*Photo-based referring expression data:*
============================================================

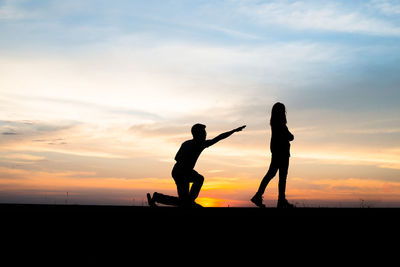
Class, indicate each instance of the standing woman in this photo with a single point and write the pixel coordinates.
(280, 149)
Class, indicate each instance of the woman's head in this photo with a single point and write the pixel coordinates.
(278, 114)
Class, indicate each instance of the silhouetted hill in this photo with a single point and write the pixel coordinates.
(128, 235)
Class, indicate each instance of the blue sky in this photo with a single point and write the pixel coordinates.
(91, 78)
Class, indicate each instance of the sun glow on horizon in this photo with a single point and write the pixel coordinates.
(96, 101)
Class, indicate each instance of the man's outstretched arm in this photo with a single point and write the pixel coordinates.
(223, 136)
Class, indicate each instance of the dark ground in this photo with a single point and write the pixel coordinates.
(126, 235)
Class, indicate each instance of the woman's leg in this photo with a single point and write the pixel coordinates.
(273, 168)
(283, 171)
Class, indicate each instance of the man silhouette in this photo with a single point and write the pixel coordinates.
(183, 171)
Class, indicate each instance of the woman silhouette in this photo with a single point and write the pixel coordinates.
(280, 149)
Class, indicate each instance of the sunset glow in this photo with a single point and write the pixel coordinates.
(96, 98)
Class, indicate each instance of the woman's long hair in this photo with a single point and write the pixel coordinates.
(278, 114)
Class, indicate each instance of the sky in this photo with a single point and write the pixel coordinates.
(97, 96)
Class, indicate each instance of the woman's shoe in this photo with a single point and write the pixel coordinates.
(283, 203)
(257, 200)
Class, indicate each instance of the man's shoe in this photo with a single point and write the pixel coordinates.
(257, 200)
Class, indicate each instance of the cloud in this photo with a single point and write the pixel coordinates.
(317, 15)
(388, 7)
(8, 133)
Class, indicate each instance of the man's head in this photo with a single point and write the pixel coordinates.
(199, 132)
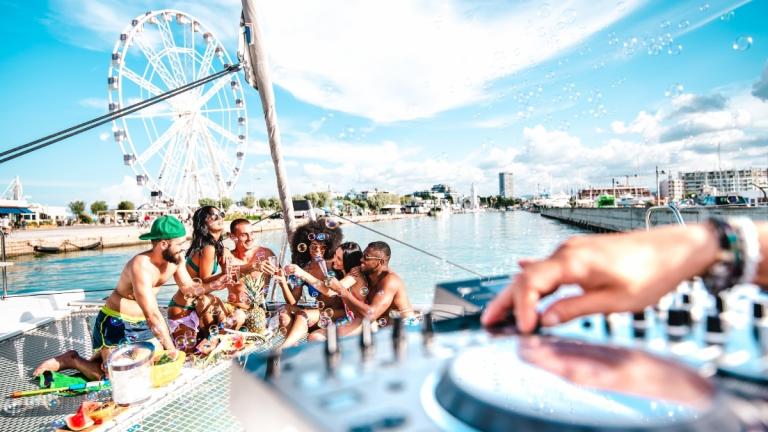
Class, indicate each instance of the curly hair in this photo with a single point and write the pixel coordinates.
(352, 255)
(201, 237)
(331, 238)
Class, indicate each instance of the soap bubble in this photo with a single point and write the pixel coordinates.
(742, 43)
(674, 49)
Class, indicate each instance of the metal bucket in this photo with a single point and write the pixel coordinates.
(129, 373)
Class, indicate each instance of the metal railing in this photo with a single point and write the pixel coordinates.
(3, 264)
(675, 211)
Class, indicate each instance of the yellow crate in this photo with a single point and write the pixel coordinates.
(164, 374)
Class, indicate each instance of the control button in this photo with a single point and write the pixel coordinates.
(398, 338)
(341, 400)
(332, 352)
(366, 341)
(383, 424)
(395, 386)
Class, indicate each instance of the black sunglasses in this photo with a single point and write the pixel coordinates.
(216, 215)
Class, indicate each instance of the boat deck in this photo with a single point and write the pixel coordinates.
(197, 400)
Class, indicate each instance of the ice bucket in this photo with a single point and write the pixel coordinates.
(129, 373)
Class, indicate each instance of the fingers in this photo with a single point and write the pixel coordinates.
(537, 279)
(601, 301)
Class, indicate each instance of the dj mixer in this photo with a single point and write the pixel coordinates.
(691, 363)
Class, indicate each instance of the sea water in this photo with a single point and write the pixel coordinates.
(486, 243)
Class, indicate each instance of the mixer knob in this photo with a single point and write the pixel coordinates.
(607, 326)
(719, 303)
(366, 340)
(427, 330)
(678, 321)
(332, 352)
(758, 309)
(273, 366)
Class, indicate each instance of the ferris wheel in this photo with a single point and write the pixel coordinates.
(189, 146)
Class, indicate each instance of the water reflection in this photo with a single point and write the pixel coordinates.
(489, 243)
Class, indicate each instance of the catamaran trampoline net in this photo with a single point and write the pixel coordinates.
(194, 406)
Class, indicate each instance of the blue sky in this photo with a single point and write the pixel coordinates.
(401, 95)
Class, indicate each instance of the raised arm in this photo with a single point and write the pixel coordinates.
(307, 277)
(141, 275)
(382, 300)
(618, 272)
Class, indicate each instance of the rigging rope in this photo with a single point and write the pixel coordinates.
(415, 248)
(37, 144)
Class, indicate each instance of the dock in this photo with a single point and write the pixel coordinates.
(633, 218)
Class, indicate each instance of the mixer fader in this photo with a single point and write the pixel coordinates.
(693, 362)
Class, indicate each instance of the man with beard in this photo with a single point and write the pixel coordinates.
(131, 313)
(246, 251)
(386, 294)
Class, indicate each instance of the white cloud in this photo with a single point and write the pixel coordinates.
(387, 61)
(127, 189)
(97, 103)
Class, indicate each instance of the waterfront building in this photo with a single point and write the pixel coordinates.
(672, 189)
(593, 192)
(725, 181)
(506, 187)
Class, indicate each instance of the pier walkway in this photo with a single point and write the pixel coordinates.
(23, 242)
(631, 218)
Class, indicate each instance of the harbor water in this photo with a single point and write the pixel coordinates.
(487, 243)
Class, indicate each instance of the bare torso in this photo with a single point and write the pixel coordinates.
(122, 298)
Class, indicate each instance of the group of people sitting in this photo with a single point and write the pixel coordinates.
(347, 285)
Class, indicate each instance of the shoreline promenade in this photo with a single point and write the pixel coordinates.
(73, 238)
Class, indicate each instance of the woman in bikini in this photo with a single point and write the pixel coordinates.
(205, 258)
(313, 248)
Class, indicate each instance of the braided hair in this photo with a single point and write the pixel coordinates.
(327, 233)
(201, 236)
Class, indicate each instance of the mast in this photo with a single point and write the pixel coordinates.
(256, 73)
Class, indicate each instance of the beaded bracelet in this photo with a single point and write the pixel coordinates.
(729, 267)
(749, 246)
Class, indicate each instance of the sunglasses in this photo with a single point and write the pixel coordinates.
(216, 215)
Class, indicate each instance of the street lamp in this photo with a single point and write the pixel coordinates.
(658, 188)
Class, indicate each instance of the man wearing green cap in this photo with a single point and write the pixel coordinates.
(131, 313)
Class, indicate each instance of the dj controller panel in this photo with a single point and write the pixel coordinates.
(693, 362)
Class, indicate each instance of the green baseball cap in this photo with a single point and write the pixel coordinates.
(165, 228)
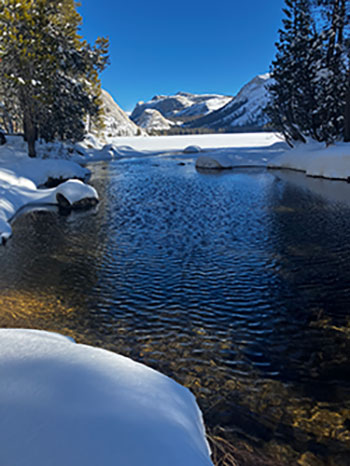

============================================================

*Task goal:* Write out every line of the entries above exactly, and omit their pictures.

*Final answer:*
Class, indicate each instance of the standing woman in this photo with a single point and write the pixel coordinates.
(280, 149)
Class, indicate each instance of the woman's head in this photo with a single point and write the pixel coordinates.
(278, 114)
Class, indicate each instance of the silhouetted hill in this photo with a single point and write the pixel coordinates.
(128, 235)
Class, indicate each instance of the blue sky in this photo with a single point and write the pixel coordinates.
(91, 78)
Class, indicate each instance of the sun glow on horizon in this photo with a single point and write the pixel coordinates.
(96, 101)
Class, indicate each instance of the man's outstretched arm in this photo with a single point and write the pixel coordinates.
(223, 136)
Class, indicate each instance of the dark ground in this photo with a single point and write the pixel coordinates.
(126, 235)
Class, indicate each instance of the woman's leg in this photo with a single point and write the pixel coordinates.
(273, 168)
(283, 171)
Class, indicate each instance of the man silhouette in this photo with a single point and write the pixel coordinates.
(183, 171)
Class, indicate each instance of the woman silhouette in this photo with a single point and write the pixel coordinates.
(280, 149)
Class, indicate each instance of the sunset glow in this photo with a single point and write the pixel coordinates.
(96, 98)
Class, indicate each instance of the woman's long hair in this photo with a single point and write the pixel coordinates.
(278, 114)
Class, indicate each instance of the sky in this photo with a single point and write the pixel coordinates.
(97, 96)
Class, indicate each instance of the woman's shoe in this photo with a single point and write the pixel coordinates.
(283, 203)
(257, 200)
Class, indicate each instance of the man's shoe in this photo with a single point and write the pixel coordinates.
(257, 200)
Class, indicate each instance of the cloud in this photo with a single point and write the pixel coordinates.
(317, 15)
(388, 7)
(8, 133)
Class, indicate each instance of the man's head in this photo with a single point and write the pixel coordinates.
(199, 132)
Class, indicate each instance of the curly hair in this photo with a single point and write the pixel coordinates.
(352, 255)
(201, 237)
(331, 238)
Class, indicate each instance of the soap bubble in this photo with a single point and write the pixel coordinates.
(742, 43)
(674, 49)
Class, indicate each instance of the metal bucket in this photo with a single point and write the pixel coordinates.
(129, 373)
Class, indicate each instance of the metal railing in this photo with a single point and write the pixel coordinates.
(3, 264)
(675, 211)
Class, indicate each instance of the yellow crate in this photo with a single point and write the pixel coordinates.
(164, 374)
Class, indicate each instance of the control button in this photo with a single point and write the pixel coordinates.
(398, 338)
(341, 400)
(332, 352)
(366, 341)
(383, 424)
(395, 386)
Class, indicate each instance of the black sunglasses in this photo with a single point and write the pixel coordinates.
(216, 215)
Class, indicate each instance of the boat deck in this photo with a single point and write the pixel coordinates.
(197, 400)
Class, indicate each instance of the ice bucket in this photo with a single point and write the pixel coordinates.
(129, 373)
Class, indicate each instance of the fingers in this photo with a single point and write the pixel coordinates.
(537, 279)
(601, 301)
Class, indicate each instance of the dj mixer in this photo with a single point and write the pixel coordinates.
(691, 363)
Class, indicate each instance of the sea water in this photo with a single point and write the pixel coordinates.
(486, 243)
Class, indicate each instance of the mixer knob in this photo with a single point and write the pixel coordinates.
(607, 326)
(719, 303)
(366, 340)
(427, 330)
(678, 321)
(332, 352)
(758, 309)
(273, 366)
Class, indicate each instance of the ferris wheel in this photo with a single point and write the pixel coordinates.
(189, 146)
Class, indicate each instance of the water reflection in this photo with a single point and write the pixel coordinates.
(489, 243)
Class, indicate each instance of the catamaran trampoline net in this photo with a single point and write the pixel coordinates.
(194, 406)
Class, indicate each instance of the blue sky in this photo with a single point and write the pixel coordinates.
(401, 95)
Class, indicate each instance of the raised arm in this photo with a single point and write the pixel coordinates.
(307, 277)
(141, 275)
(382, 300)
(618, 272)
Class, indicate each instance of the rigging rope in this photo with a single point and write the pixel coordinates.
(415, 248)
(37, 144)
Class, indicate each instance of the dock in this photo with a single point and write the pixel coordinates.
(633, 218)
Class, indicate each instance of the mixer fader in this photo with a single point and write the pixel coordinates.
(693, 362)
Class, indicate each instance of the man with beard in this photo with a single point and write the pixel coordinates.
(131, 313)
(246, 251)
(386, 294)
Class, indicate each instance of the white cloud in this photo with a single point and write the pixel coordinates.
(387, 61)
(127, 189)
(97, 103)
Class, indicate each instance of the waterfront building in this photo with a single point and write the pixel coordinates.
(672, 189)
(593, 192)
(725, 181)
(506, 187)
Class, indicate each instance of the pier walkway in this photo with a single point and write the pixel coordinates.
(23, 242)
(631, 218)
Class, indicate each instance of the harbor water in this photo with a single point and write the pixel coordinates.
(487, 243)
Class, indicate each instance of the bare torso in this photo with a single point and write the pixel coordinates.
(122, 298)
Class, indicate each instance of the group of people sitting in this photo with a single point and write the pixel coordinates.
(347, 285)
Class, indicate each instance of the shoreline promenade in this photo with a single point and write the pixel coordinates.
(73, 238)
Class, indicate each instance of the woman in bikini in this photo with a single point and write the pixel coordinates.
(205, 258)
(313, 248)
Class, indicate each instance of the braided hair in this photo with a single point and write the pixel coordinates.
(327, 233)
(201, 236)
Class, indicate each instance of the mast in this photo with a single point and write the pixel coordinates.
(256, 73)
Class, indicate each instance of the beaded bracelet in this photo with a single point and write the pixel coordinates.
(729, 267)
(749, 246)
Class, indicate each instance of the sunglasses in this photo with a single point and write the pixel coordinates.
(216, 215)
Class, indicate each instance of the street lamp in this photo with a single point and write the pixel coordinates.
(658, 188)
Class, indicate each instance of the man wearing green cap in this photo with a single point and write the pixel coordinates.
(131, 313)
Class, indicate each instance of the dj controller panel in this photo with a single point and write the pixel coordinates.
(693, 362)
Class, indicate each instance of the green baseball cap in this photo with a single point and write the pixel coordinates.
(165, 228)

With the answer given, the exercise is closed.